» **任务目标**
请把下面的全部条目逐字复述一遍，不作任何改动。

________________________

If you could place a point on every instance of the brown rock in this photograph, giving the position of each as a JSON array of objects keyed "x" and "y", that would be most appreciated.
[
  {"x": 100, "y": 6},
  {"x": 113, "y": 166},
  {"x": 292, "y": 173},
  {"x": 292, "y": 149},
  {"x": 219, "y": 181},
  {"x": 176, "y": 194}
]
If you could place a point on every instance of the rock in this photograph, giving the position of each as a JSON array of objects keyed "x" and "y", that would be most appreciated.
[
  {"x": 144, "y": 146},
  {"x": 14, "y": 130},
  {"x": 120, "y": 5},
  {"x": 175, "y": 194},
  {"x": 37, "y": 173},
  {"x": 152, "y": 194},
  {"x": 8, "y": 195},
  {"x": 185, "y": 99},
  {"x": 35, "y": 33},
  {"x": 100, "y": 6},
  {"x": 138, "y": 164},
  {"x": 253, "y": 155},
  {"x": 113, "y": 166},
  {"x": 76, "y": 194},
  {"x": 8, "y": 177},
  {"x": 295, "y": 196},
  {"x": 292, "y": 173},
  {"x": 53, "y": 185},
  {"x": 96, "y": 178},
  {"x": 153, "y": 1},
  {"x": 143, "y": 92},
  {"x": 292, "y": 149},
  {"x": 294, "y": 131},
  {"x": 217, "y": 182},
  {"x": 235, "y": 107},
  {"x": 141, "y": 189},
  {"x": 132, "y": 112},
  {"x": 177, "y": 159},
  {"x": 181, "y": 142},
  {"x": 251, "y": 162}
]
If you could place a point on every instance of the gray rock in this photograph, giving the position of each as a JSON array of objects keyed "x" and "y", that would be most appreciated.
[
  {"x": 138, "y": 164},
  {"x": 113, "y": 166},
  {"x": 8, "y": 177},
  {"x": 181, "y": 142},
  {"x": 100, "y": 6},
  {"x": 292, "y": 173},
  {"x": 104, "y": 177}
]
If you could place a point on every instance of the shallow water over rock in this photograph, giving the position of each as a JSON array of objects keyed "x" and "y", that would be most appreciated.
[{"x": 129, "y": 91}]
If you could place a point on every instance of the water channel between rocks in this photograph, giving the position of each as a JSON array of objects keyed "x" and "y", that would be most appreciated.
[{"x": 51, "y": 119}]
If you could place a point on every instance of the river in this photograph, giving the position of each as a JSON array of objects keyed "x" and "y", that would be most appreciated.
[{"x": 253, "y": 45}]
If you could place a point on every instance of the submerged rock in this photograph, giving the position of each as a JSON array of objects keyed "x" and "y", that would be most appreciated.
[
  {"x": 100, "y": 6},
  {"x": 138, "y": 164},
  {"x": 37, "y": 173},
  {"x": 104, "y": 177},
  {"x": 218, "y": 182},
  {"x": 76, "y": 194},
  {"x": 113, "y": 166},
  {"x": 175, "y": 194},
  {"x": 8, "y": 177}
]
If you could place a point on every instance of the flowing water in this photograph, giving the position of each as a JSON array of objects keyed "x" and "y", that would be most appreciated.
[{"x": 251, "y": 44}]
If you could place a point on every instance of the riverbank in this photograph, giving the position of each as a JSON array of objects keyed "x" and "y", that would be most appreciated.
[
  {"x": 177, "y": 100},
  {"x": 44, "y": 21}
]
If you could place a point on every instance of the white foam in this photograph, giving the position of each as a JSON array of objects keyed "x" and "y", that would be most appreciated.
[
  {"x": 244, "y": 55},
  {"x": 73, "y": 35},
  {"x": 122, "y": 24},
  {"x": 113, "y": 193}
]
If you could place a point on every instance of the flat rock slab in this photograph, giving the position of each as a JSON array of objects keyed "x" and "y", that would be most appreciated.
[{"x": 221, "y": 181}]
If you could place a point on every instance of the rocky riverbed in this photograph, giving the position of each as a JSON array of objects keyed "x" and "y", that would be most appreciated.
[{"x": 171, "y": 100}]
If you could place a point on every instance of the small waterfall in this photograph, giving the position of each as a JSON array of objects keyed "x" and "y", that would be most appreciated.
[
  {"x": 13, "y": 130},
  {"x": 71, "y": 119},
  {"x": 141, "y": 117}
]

________________________

» **书面解答**
If you could place a point on every instance of the brown rock in this photograph, giving the position of each as a JSON array of objects keyed "x" and "y", that would be most appreciated.
[
  {"x": 100, "y": 6},
  {"x": 113, "y": 166},
  {"x": 292, "y": 173},
  {"x": 292, "y": 149},
  {"x": 219, "y": 181},
  {"x": 176, "y": 194}
]
If you could place a point on every instance of the rock in this photograph, giving the position of each as a JSON array of objects keyed "x" and "y", that would be most appreciated.
[
  {"x": 144, "y": 146},
  {"x": 14, "y": 130},
  {"x": 120, "y": 5},
  {"x": 175, "y": 194},
  {"x": 37, "y": 173},
  {"x": 152, "y": 194},
  {"x": 8, "y": 195},
  {"x": 185, "y": 99},
  {"x": 35, "y": 33},
  {"x": 100, "y": 6},
  {"x": 138, "y": 164},
  {"x": 253, "y": 155},
  {"x": 113, "y": 166},
  {"x": 76, "y": 194},
  {"x": 8, "y": 177},
  {"x": 295, "y": 196},
  {"x": 292, "y": 173},
  {"x": 53, "y": 185},
  {"x": 96, "y": 178},
  {"x": 153, "y": 1},
  {"x": 143, "y": 92},
  {"x": 292, "y": 149},
  {"x": 294, "y": 131},
  {"x": 217, "y": 182},
  {"x": 235, "y": 107},
  {"x": 141, "y": 189},
  {"x": 132, "y": 112},
  {"x": 177, "y": 159},
  {"x": 181, "y": 142},
  {"x": 251, "y": 162}
]
If you could place a point on every instance of the gray rock in this photograph, giving the position of each as a JSON array of objects keyed "x" and "y", that would be most appreciated.
[
  {"x": 138, "y": 164},
  {"x": 113, "y": 166},
  {"x": 8, "y": 177},
  {"x": 181, "y": 142},
  {"x": 100, "y": 6},
  {"x": 292, "y": 173},
  {"x": 104, "y": 177}
]
If you could place a point on every instance of the shallow water over rock in this photograph, giving the position of each as a JSON array of objects keyed "x" and "y", that would be most appreciated.
[{"x": 129, "y": 91}]
If you could place a point on every instance of the water channel between rocks in this photograph, giving the position of each as a JSON array of objects keyed "x" and "y", that would be most appreciated.
[{"x": 51, "y": 119}]
If you could place a point on every instance of the river in this photograph, giving the position of each as a JSON array of objects keyed "x" and "y", that would be most appreciated.
[{"x": 253, "y": 45}]
If you could place a point on every instance of the submerged rock in this photograph, giving the position of each as a JSON array of objects keyed "x" and "y", that would be most appreciated.
[
  {"x": 100, "y": 6},
  {"x": 138, "y": 164},
  {"x": 37, "y": 173},
  {"x": 104, "y": 177},
  {"x": 218, "y": 182},
  {"x": 76, "y": 194},
  {"x": 113, "y": 166},
  {"x": 175, "y": 194},
  {"x": 8, "y": 177}
]
If you could place a point on every instance of the flowing water in this photograph, giving the position of each as a JSON array of objects keyed "x" and "y", that would be most appreciated.
[{"x": 251, "y": 44}]
If you could place a point on every instance of the riverbank in this photograph, giving the position of each as a JSON array of objects keyed "x" and "y", that would be most appreciated.
[
  {"x": 177, "y": 100},
  {"x": 44, "y": 21}
]
If you could place a point on every instance of the white foam in this photograph, giving the position of each as a JSON array of objects keyed "x" and "y", that would be most appreciated.
[
  {"x": 244, "y": 55},
  {"x": 73, "y": 35},
  {"x": 122, "y": 24},
  {"x": 113, "y": 193}
]
If you could place a point on every instance of the flat rock slab in this photograph, giving the position of each as a JSON array of objects keyed "x" and "y", that would be most appreciated.
[{"x": 221, "y": 181}]
If you could place a point on every instance of the rocky riverbed in this photograph, giving the position of each as a JSON array of objects keyed "x" and "y", that would be most appreciated.
[{"x": 171, "y": 100}]
If you could place a point on every instance of the small waterfall in this photograph, giving the position of each as a JSON array of objects keyed "x" and "y", that would be most appreciated.
[
  {"x": 13, "y": 130},
  {"x": 71, "y": 119},
  {"x": 141, "y": 117}
]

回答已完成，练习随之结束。